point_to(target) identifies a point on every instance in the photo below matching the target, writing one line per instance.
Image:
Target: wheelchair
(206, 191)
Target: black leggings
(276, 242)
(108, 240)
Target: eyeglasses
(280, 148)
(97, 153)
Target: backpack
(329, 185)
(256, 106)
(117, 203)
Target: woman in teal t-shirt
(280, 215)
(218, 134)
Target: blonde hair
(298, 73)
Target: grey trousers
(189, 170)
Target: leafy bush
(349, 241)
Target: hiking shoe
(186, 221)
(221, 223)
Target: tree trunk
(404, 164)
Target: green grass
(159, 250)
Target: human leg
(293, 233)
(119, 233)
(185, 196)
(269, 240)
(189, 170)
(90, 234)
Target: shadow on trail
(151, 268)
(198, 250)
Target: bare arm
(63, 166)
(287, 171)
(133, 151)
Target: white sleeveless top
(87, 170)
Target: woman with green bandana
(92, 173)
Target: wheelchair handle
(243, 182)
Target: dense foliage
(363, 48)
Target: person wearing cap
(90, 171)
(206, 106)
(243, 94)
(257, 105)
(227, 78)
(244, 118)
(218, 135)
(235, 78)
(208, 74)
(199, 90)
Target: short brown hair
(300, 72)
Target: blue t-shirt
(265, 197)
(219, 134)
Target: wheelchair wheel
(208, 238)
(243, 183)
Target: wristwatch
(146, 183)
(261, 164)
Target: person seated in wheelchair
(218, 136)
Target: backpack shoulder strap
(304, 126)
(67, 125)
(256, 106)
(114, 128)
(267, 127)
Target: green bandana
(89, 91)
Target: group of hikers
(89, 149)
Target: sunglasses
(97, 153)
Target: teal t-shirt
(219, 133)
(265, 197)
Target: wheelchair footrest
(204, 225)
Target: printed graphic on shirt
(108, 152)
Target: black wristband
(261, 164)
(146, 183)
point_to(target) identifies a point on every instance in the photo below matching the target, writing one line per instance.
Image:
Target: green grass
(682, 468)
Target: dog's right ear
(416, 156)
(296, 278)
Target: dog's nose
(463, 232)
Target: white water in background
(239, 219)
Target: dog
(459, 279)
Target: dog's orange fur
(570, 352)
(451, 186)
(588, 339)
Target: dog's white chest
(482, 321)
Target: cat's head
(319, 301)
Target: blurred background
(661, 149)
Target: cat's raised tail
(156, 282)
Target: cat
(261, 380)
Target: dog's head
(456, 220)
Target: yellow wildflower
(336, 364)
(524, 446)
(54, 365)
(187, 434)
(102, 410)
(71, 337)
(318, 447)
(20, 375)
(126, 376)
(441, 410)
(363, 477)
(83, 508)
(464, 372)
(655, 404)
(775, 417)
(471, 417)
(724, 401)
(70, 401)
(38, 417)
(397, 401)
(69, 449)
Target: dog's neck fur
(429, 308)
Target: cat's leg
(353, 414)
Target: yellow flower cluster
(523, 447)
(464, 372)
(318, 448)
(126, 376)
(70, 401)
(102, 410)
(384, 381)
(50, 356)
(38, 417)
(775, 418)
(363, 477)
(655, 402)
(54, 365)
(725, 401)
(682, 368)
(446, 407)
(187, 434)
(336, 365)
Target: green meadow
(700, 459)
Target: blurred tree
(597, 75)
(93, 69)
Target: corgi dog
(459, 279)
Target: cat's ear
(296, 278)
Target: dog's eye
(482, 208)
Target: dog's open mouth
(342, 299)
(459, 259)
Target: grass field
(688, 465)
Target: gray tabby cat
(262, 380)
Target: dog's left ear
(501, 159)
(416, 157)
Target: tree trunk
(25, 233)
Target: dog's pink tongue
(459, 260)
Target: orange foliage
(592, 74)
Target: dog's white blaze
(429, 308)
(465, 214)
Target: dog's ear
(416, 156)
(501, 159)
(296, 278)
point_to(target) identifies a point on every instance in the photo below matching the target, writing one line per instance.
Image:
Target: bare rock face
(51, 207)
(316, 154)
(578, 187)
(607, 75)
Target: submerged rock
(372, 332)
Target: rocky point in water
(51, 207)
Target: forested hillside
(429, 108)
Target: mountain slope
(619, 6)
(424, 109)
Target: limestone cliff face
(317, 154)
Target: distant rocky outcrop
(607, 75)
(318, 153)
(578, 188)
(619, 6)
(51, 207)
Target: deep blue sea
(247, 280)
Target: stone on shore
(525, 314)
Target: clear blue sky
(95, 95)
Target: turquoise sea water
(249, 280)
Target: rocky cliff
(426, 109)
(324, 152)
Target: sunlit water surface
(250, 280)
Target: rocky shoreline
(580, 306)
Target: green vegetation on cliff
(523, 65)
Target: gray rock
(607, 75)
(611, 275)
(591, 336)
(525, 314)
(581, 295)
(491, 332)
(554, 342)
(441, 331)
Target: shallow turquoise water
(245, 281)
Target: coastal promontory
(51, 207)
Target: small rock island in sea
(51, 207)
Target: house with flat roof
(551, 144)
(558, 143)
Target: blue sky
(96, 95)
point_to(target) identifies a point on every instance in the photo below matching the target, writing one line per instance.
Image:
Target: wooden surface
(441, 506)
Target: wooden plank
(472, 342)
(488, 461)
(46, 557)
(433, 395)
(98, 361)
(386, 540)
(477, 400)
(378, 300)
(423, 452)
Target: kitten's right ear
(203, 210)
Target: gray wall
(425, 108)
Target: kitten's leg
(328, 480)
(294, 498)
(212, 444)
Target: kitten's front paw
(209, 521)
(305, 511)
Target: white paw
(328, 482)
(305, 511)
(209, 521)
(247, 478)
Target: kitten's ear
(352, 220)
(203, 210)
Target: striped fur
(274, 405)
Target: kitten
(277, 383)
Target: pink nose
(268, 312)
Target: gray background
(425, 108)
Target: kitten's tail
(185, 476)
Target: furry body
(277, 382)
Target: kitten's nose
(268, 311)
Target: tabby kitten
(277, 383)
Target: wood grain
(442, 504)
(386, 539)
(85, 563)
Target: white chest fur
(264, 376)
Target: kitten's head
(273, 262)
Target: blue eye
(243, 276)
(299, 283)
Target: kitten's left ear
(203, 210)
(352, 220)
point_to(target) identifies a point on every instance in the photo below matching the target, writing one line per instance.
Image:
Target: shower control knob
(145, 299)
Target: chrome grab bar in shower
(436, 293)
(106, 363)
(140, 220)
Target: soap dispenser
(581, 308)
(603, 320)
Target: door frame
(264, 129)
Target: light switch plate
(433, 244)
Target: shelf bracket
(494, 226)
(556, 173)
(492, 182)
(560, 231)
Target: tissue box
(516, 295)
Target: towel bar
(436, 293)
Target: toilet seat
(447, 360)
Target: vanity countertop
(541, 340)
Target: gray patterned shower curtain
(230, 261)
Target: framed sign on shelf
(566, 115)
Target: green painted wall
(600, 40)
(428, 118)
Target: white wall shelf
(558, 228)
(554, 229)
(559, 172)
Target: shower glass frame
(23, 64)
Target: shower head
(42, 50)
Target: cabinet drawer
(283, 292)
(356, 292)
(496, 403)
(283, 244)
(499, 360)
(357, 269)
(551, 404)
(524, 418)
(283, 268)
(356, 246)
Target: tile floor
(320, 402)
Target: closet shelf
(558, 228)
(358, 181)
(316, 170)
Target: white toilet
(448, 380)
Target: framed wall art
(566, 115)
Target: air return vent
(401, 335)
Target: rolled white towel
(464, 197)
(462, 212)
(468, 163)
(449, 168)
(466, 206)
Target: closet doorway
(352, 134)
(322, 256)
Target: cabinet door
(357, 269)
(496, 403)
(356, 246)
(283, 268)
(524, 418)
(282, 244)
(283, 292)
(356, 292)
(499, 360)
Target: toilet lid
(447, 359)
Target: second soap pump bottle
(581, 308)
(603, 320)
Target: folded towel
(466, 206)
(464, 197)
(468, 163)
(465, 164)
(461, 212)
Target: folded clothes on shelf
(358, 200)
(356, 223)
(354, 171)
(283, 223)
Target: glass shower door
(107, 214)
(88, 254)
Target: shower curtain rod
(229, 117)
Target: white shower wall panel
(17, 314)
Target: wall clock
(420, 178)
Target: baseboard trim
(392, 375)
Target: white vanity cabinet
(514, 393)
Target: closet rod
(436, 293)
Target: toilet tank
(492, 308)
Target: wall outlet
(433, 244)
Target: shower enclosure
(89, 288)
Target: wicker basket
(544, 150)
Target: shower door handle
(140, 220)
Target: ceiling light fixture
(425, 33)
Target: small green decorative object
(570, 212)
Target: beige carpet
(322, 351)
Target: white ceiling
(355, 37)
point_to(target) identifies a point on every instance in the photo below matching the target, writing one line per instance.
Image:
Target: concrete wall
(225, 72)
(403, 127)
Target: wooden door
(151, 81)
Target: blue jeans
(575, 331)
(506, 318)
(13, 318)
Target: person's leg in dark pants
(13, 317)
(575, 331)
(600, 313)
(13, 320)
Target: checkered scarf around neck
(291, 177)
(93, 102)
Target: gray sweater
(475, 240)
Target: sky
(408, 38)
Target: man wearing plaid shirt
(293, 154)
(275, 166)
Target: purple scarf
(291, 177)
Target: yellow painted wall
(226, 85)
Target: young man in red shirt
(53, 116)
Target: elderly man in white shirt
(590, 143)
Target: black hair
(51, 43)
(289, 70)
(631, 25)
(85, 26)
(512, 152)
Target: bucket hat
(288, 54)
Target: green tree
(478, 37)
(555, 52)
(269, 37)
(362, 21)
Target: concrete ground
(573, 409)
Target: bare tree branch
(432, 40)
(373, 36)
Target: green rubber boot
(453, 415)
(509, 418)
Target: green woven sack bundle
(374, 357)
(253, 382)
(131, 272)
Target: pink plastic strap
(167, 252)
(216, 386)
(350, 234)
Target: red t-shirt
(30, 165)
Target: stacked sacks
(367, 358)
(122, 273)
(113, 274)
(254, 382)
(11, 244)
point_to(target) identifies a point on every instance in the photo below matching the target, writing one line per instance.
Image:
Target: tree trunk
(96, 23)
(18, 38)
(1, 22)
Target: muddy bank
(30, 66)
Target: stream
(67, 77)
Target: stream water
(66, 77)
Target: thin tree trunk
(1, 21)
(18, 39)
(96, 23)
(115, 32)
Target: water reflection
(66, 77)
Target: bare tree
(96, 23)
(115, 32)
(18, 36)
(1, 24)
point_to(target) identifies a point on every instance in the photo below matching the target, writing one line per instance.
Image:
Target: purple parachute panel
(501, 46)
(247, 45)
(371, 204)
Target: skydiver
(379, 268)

· · · · · · ·

- **Assignment**
All lines from the one with "Target: bucket hat" to the end of the entries above are to be written out exactly, the first and last included.

- **Task solution**
Target: bucket hat
(288, 54)
Target: green tree
(478, 37)
(555, 52)
(269, 37)
(362, 21)
Target: concrete ground
(573, 409)
Target: bare tree branch
(432, 40)
(373, 36)
Target: green rubber boot
(453, 415)
(509, 418)
Target: green woven sack bundle
(374, 357)
(253, 382)
(131, 272)
Target: pink plastic strap
(167, 252)
(216, 386)
(350, 234)
Target: red t-shirt
(30, 165)
Target: stacked sacks
(367, 358)
(122, 273)
(113, 274)
(254, 382)
(11, 244)
point_to(target) identifies a point on every instance in the photo below matching the target, writing one line per instance.
Image:
Target: tree trunk
(96, 23)
(18, 38)
(1, 22)
Target: muddy bank
(30, 66)
Target: stream
(67, 77)
Target: stream water
(66, 77)
Target: thin tree trunk
(1, 21)
(18, 39)
(96, 23)
(115, 32)
Target: water reflection
(66, 77)
Target: bare tree
(96, 23)
(115, 32)
(18, 36)
(1, 24)
point_to(target) identifies a point on every instance in the photo below matching the target, writing one line per instance.
Image:
Target: purple parachute panel
(501, 46)
(247, 45)
(371, 204)
Target: skydiver
(379, 268)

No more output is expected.